[Dataset entries]

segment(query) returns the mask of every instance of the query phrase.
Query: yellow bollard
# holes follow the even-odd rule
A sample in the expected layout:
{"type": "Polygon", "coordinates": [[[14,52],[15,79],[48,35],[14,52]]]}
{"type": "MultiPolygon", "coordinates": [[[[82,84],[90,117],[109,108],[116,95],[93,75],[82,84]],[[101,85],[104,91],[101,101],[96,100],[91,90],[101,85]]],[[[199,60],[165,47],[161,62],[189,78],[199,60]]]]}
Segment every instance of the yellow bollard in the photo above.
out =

■ Exercise goal: Extract every line of the data above and write each one out again unchanged, character for character.

■ Answer:
segment(query) returns the mask of every instance of the query phrase.
Query: yellow bollard
# holes follow the even-odd rule
A sample in the expected layout:
{"type": "Polygon", "coordinates": [[[14,52],[15,79],[48,35],[14,52]]]}
{"type": "MultiPolygon", "coordinates": [[[[82,84],[90,117],[109,108],[116,95],[93,75],[82,84]],[[101,85],[104,91],[101,101],[96,100],[91,90],[101,85]]],[[[199,60],[165,47],[161,62],[189,78],[199,60]]]]}
Segment every instance of the yellow bollard in the photo above.
out =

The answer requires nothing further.